Saturday, May 2, 2020

イベント自粛と材料難…風船メーカー「マルサ斉藤ゴム」は入り口と出口を塞がれた(日刊ゲンダイDIGITAL) - Yahoo!ニュース

【コロナ感染恐怖 倒産の現場】#12

「消防団にも入り、商店街の役員にもなってくれた。東京マラソンにも出場するなど、若々しく、フレッシュな社長で感じも良かった」と、地元の商店街から愛されたゴム風船メーカーの「㈱マルサ斉藤ゴム」(東京・墨田区)の齋藤靖之社長。

 だが、4月6日、同社は東京地裁に破産を申請した。負債総額は債権者35人に対して約2億円だった。

 新型コロナウイルスの感染拡大で、イベントなどの風船需要が縮小し、海外からは材料仕入れも困難になった。まさに、入り口と出口を同時にふさがれた格好となった。

「マルサ斉藤ゴム」は、1950(昭和25)年創業のゴム風船、フィルム風船などの製造販売会社で、齋藤社長は3代目にあたる。2009年に齋藤社長が就任した当時、少子化の影響などで国内の風船需要が縮小していた。そこで大人向けの風船も開発を進め、日本で唯一の手作り風船「マルサバルーン」を開発した。

 他にも、小さな子供から大人、高齢者まで参加できる「ふうせんバレー」の製造販売も手がけ、2018年11月期の売上高は2億4075万円をあげていた。

 齋藤社長は縮小が続く国内市場から、海外にも市場を求めた。14年にヨーロッパや東南アジアに進出し、なかでも人口増加が著しい東南アジアの市場開拓に力を注いだ。

設問>
1) 風船メーカーの記事の「だが、4月6日、同社は東京地」から「マルサバルーン」を開発した。」までの範囲（両端を含む）を、「東京地裁」を「東京地方裁判所」に置き換えて書き出しなさい。
2) 風船メーカーの記事によると、マルサ斉藤ゴムは何年に創業したか、答えなさい。
3) 風船メーカーの記事を、最後の文に続けて書き継ぎなさい。
この後の一覧を使う必要はない。

(データセット項目)
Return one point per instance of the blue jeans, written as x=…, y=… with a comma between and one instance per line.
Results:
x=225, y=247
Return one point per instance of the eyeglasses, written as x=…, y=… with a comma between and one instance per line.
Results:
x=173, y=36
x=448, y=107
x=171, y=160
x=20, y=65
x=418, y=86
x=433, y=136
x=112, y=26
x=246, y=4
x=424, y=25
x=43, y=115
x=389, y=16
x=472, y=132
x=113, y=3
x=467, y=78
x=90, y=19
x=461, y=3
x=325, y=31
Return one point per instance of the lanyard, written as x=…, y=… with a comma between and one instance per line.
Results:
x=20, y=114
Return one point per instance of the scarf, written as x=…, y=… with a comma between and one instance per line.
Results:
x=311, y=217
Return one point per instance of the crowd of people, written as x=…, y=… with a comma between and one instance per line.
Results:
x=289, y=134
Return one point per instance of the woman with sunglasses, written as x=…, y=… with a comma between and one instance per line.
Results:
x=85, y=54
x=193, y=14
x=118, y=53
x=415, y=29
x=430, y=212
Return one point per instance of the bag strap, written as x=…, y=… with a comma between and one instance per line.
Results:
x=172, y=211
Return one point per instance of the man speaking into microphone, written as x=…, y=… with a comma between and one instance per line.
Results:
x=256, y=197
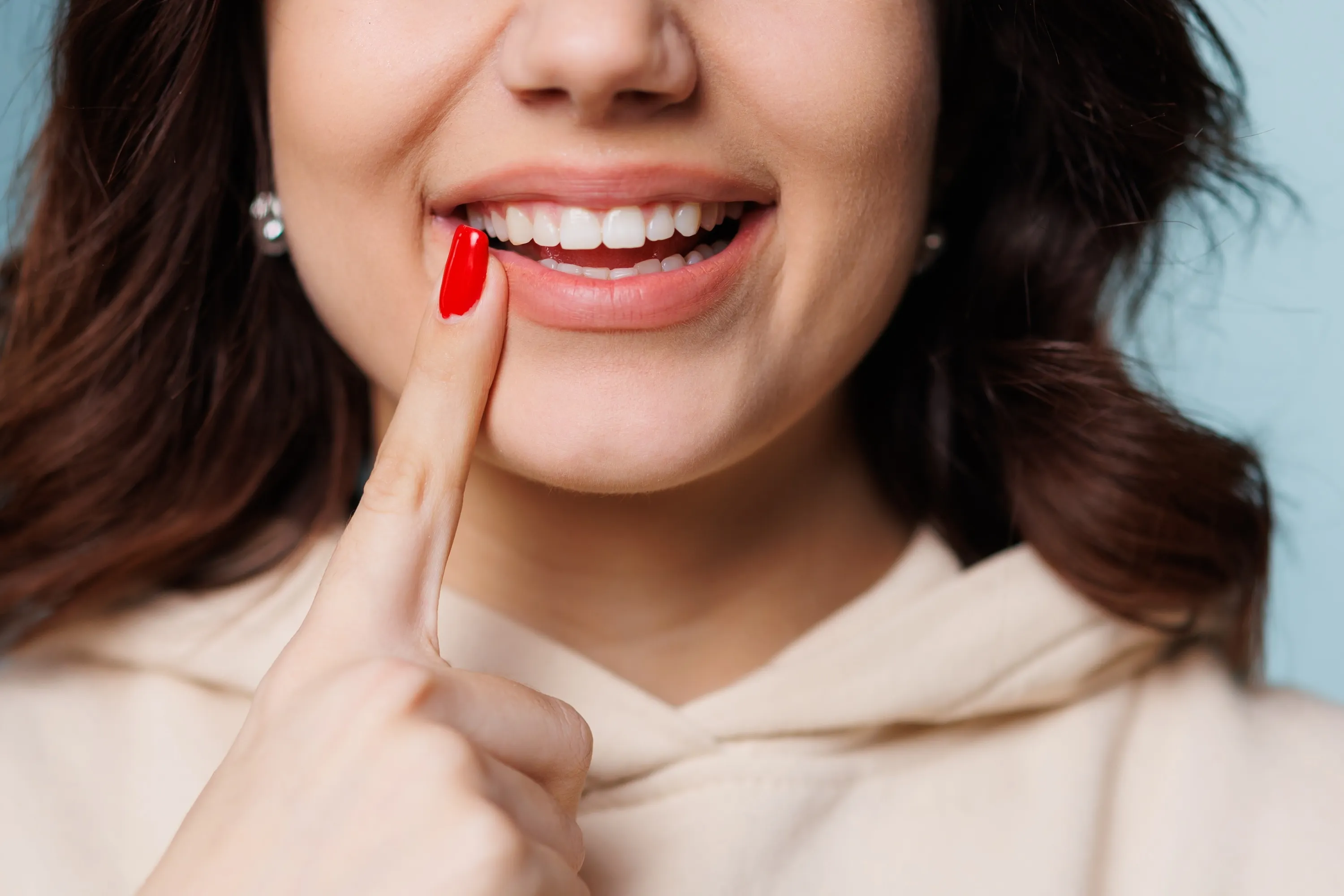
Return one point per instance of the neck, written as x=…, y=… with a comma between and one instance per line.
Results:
x=683, y=591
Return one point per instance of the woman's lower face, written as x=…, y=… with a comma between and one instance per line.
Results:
x=707, y=210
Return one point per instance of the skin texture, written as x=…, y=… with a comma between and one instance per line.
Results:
x=754, y=515
x=676, y=503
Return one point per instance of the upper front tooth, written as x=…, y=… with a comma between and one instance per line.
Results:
x=580, y=229
x=624, y=228
x=687, y=220
x=660, y=225
x=546, y=228
x=519, y=226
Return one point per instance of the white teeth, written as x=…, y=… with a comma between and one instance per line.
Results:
x=660, y=225
x=519, y=226
x=580, y=229
x=624, y=228
x=647, y=267
x=687, y=220
x=546, y=228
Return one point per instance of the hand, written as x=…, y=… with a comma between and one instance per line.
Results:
x=367, y=765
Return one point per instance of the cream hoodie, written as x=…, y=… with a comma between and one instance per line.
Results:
x=979, y=731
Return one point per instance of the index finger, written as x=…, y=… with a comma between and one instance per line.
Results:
x=381, y=591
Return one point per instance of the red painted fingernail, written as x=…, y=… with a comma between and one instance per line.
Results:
x=464, y=276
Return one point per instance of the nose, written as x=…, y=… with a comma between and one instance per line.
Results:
x=604, y=60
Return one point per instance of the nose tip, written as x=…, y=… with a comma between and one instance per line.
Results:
x=601, y=58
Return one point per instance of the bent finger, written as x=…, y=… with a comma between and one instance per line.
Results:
x=535, y=812
x=541, y=737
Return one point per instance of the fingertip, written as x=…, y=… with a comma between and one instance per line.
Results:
x=464, y=275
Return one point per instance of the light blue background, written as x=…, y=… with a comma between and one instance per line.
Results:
x=1250, y=340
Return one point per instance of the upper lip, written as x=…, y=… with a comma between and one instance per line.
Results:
x=601, y=186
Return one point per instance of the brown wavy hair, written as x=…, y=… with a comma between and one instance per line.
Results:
x=174, y=414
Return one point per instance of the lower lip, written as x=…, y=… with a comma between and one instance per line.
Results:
x=650, y=302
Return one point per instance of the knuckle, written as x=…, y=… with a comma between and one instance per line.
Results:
x=397, y=484
x=382, y=687
x=444, y=755
x=500, y=851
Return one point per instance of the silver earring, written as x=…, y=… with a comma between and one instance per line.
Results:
x=268, y=225
x=930, y=249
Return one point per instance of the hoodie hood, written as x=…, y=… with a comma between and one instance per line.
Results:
x=929, y=644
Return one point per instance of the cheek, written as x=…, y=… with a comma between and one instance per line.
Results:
x=357, y=92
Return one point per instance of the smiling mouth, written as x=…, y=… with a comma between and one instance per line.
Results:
x=609, y=244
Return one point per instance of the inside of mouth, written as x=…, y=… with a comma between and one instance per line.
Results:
x=605, y=263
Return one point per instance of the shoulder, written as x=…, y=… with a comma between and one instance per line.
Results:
x=99, y=765
x=1226, y=785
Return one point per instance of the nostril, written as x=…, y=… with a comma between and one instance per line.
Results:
x=546, y=96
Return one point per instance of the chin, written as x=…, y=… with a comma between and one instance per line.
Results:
x=609, y=432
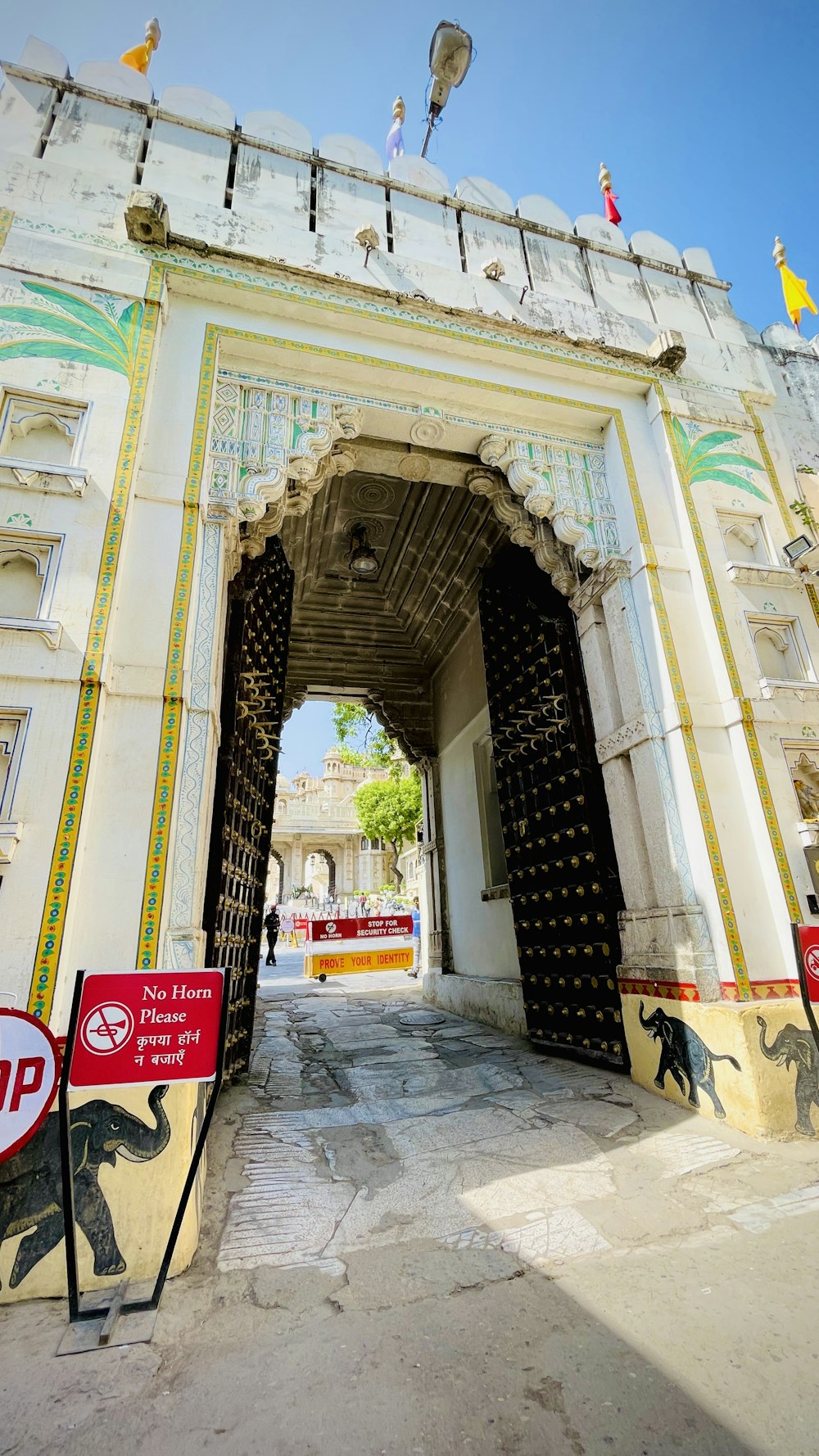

解答例>
1)
だが、4月6日、同社は東京地方裁判所に破産を申請した。負債総額は債権者35人に対して約2億円だった。

 新型コロナウイルスの感染拡大で、イベントなどの風船需要が縮小し、海外からは材料仕入れも困難になった。まさに、入り口と出口を同時にふさがれた格好となった。

「マルサ斉藤ゴム」は、1950(昭和25)年創業のゴム風船、フィルム風船などの製造販売会社で、齋藤社長は3代目にあたる。2009年に齋藤社長が就任した当時、少子化の影響などで国内の風船需要が縮小していた。そこで大人向けの風船も開発を進め、日本で唯一の手作り風船「マルサバルーン」を開発した。

2) 1950（昭和25）年

3)
 当初、フィリピンを視野に入れたが、現地販売のハードルは高く、進出は難航した。そこで打開策としたのが、フィリピンなど海外からのインターン生の受け入れだった。15年から受け入れを始め、来日したフィリピン人のインターン生にフィリピンのマーケット調査などを経験させた。帰国したインターン生が16年12月に同社製品の現地販売会社を起業し、17年7月から営業を始めた。フィリピンを海外進出の足がかりにして、経営は順調に広がったかに見えた。

 だが、国内では主力の子供向け玩具用ゴム風船の受注の落ち込みが深刻だった。そこに新型コロナウイルスが直撃した。中国や東南アジアからの材料仕入れが困難になり、国内ではイベント自粛が続く、という四面楚歌の状態で、一気に資金繰りが限界に達した。

 一時、メディアに「地元墨田区で訪日外国人向けのゲストハウスや、旅行代理店と協力して何かしらのインバウンド向け企画を実施したい」と夢を語っていた齋藤社長だが、新型コロナウイルスはその熱い思いも打ち砕いた。 (つづく)

(東京商工リサーチ情報部)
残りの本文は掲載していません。